EXTRACT PROVIDED ::

## Begin

Saturday, February 12, 2011

The Jucy Lucy - A Burger with the Cheese on the Inside.

The Jucy Lucy

This simple, yet tasty twist on the Cheeseburger is a local favorite in Minneapolis Minnesota- invented at either Matt's Bar, or the 5-8 Club depending who you ask. Being from the tri-state area, I never heard of the Jucy Lucy until recently while watching shows like Man vs Food that featured it. Since I'd have to drive about 20 hours to get the real thing, I just had to try making my own.

Since we're talking about a hamburger here- a simple american classic, you need to start with good ingredients- I recommend using 80/20 ground beef - (80% lean 20% fat) - because fat is flavor folks. Leaner ground beef is actually slightly more expensive, and is actually lower in quality and flavor. Besides, for the Juicy Lucy, you want plenty of rendered fat moving around and mixing with the cheese. For cheese, I wanted to keep it simple, and went with a decent quality cheddar. For the hamburger meat, you really don't need to do much to it- season with salt and pepper and mix it well. I like some onions with my burgers, so I added about 1/2 a minced onion. Beyond that, you could maybe add a dash of worcehestershire sauce if that's your thing. But really, if all you do is season your meat a little, you're ok- less is often more.

When I assemble my burgers, I like to work on a  counter top or cutting board lined with a piece of wax paper so I can easily clean up, and won't have to worry about meat sticking to everything.

## End

Could you copy the Jucy Lucy post above word for word, from start to finish?

MATERIAL PROVIDED ::

## Begin

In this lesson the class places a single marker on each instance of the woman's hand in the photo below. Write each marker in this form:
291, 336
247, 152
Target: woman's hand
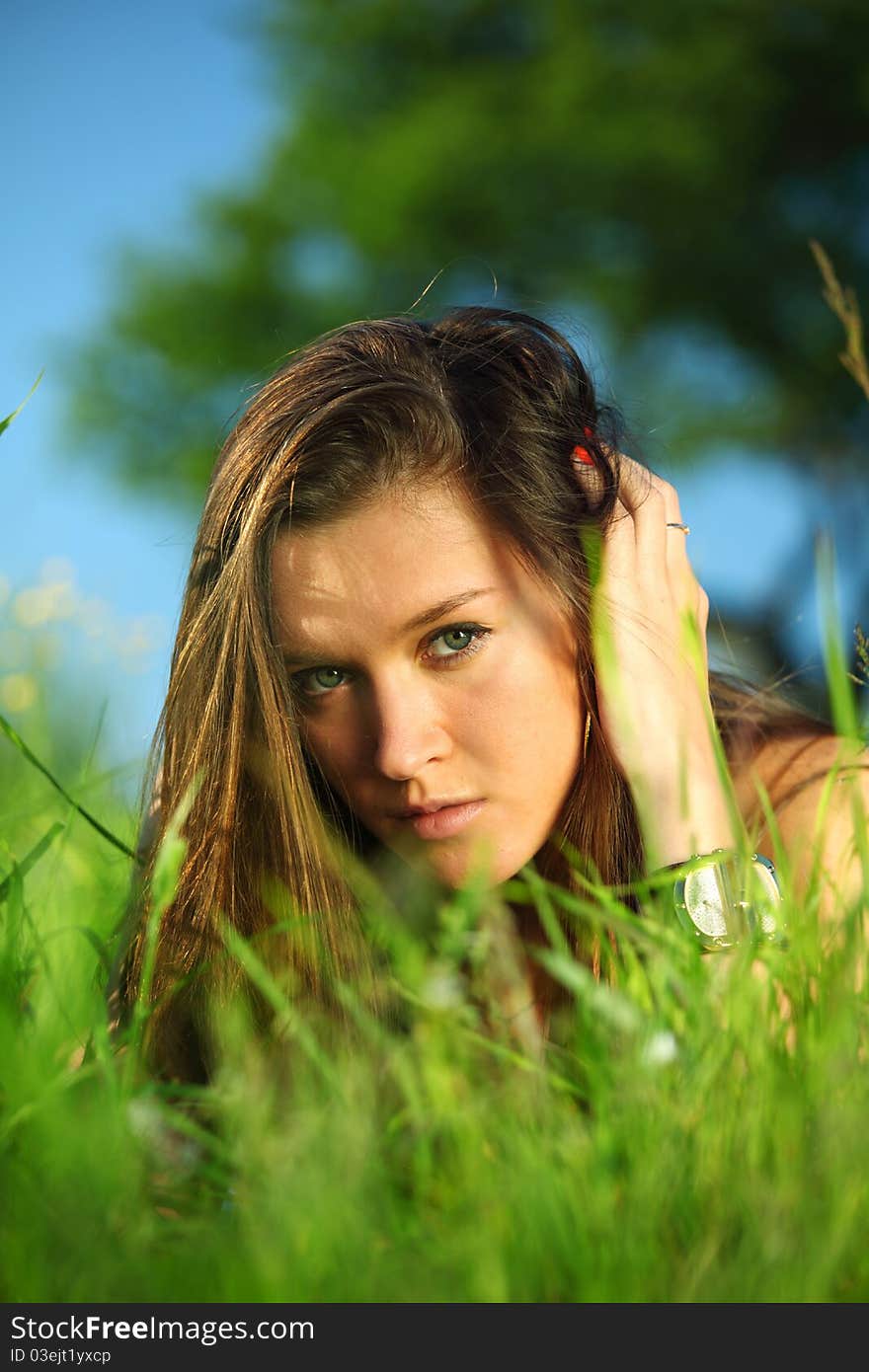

## End

RESPONSE FOR THIS EXERCISE ::
Saturday, February 12, 2011

The Jucy Lucy - A Burger with the Cheese on the Inside.

The Jucy Lucy

This simple, yet tasty twist on the Cheeseburger is a local favorite in Minneapolis Minnesota- invented at either Matt's Bar, or the 5-8 Club depending who you ask. Being from the tri-state area, I never heard of the Jucy Lucy until recently while watching shows like Man vs Food that featured it. Since I'd have to drive about 20 hours to get the real thing, I just had to try making my own.

Since we're talking about a hamburger here- a simple american classic, you need to start with good ingredients- I recommend using 80/20 ground beef - (80% lean 20% fat) - because fat is flavor folks. Leaner ground beef is actually slightly more expensive, and is actually lower in quality and flavor. Besides, for the Juicy Lucy, you want plenty of rendered fat moving around and mixing with the cheese. For cheese, I wanted to keep it simple, and went with a decent quality cheddar. For the hamburger meat, you really don't need to do much to it- season with salt and pepper and mix it well. I like some onions with my burgers, so I added about 1/2 a minced onion. Beyond that, you could maybe add a dash of worcehestershire sauce if that's your thing. But really, if all you do is season your meat a little, you're ok- less is often more.

When I assemble my burgers, I like to work on a  counter top or cutting board lined with a piece of wax paper so I can easily clean up, and won't have to worry about meat sticking to everything.